__EXERCISE BRIEF__
Answer these questions using the article below about the OpenAI court ruling:
(a) Which comedian and which novelist brought the lawsuits?
(b) Which judge granted most of OpenAI's motion to dismiss?
(c) Why was the claim of vicarious copyright infringement dismissed?
** Opening DOCUMENT EXCERPT block **
OpenAI California Court Ruling: Authors Lose Ground in ChatGPT Training Dispute

San Francisco, California – Two copyright infringement lawsuits brought forward by authors against artificial intelligence company OpenAI have been partially dismissed in court. Comedian Sarah Silverman and novelist Paul Tremblay alleged that OpenAI unlawfully used their books to train the large language model underlying artificial intelligence tool ChatGPT.

On Monday, a federal judge in California granted the bulk of OpenAI’s motion to dismiss many of the writers’ claims. District court judge Araceli Martínez-Olguín also said that the cases would be consolidated with a similar suit brought by another group of authors including Michael Chabon, Ta-Nehisi Coates, and Andrew Sean Greer.

Martínez-Olguín wrote that a claim of vicarious copyright infringement was dismissed on the grounds that the authors had not shown that there was “substantial similarity” between their books and ChatGPT’s output. The authors’ claim that all ChatGPT outputs are “infringing derivative work” is “insufficient”, she added.
** Closing DOCUMENT EXCERPT block **
** Opening RAW DATA block **
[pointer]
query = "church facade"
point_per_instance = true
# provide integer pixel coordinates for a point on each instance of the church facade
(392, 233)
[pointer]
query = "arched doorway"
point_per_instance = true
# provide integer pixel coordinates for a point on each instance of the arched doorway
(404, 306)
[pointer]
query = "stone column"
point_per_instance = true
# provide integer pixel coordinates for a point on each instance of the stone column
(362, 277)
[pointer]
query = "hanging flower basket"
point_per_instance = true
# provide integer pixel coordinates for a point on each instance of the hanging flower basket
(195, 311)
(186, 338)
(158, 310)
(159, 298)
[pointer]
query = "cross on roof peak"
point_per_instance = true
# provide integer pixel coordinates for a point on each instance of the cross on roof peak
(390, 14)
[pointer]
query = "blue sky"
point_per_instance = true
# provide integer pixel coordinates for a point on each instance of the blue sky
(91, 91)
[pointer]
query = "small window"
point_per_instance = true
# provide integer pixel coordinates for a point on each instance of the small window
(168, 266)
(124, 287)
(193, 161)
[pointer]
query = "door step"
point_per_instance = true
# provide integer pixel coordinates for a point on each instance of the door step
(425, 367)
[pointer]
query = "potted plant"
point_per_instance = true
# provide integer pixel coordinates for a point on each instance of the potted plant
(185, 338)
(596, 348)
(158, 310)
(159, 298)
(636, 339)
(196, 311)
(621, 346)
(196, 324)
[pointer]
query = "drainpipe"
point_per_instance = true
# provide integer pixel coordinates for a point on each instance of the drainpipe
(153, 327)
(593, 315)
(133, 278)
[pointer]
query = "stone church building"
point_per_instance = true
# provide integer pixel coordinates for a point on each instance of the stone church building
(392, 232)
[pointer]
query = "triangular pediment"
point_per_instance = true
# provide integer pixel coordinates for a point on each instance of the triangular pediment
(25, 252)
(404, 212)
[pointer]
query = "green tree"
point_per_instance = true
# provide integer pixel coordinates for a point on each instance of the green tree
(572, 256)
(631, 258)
** Closing RAW DATA block **
** Opening RAW DATA block **
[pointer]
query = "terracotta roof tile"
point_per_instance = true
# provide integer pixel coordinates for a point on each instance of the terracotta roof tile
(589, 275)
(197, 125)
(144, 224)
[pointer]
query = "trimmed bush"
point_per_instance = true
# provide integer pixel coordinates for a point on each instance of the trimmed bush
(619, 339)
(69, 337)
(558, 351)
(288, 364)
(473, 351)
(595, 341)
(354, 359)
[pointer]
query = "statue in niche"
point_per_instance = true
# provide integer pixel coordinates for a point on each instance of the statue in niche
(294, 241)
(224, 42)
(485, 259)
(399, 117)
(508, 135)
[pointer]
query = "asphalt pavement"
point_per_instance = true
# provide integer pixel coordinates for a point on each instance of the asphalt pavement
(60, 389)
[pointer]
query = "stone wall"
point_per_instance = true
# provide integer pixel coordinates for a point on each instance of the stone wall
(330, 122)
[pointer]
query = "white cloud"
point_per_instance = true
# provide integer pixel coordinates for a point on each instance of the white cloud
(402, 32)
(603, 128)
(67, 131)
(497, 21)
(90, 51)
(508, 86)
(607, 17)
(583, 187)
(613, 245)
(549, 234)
** Closing RAW DATA block **
__RESPONSE__
(a) Comedian Sarah Silverman and novelist Paul Tremblay.
(b) District court judge Araceli Martínez-Olguín.
(c) The authors had not shown "substantial similarity" between their books and ChatGPT's output.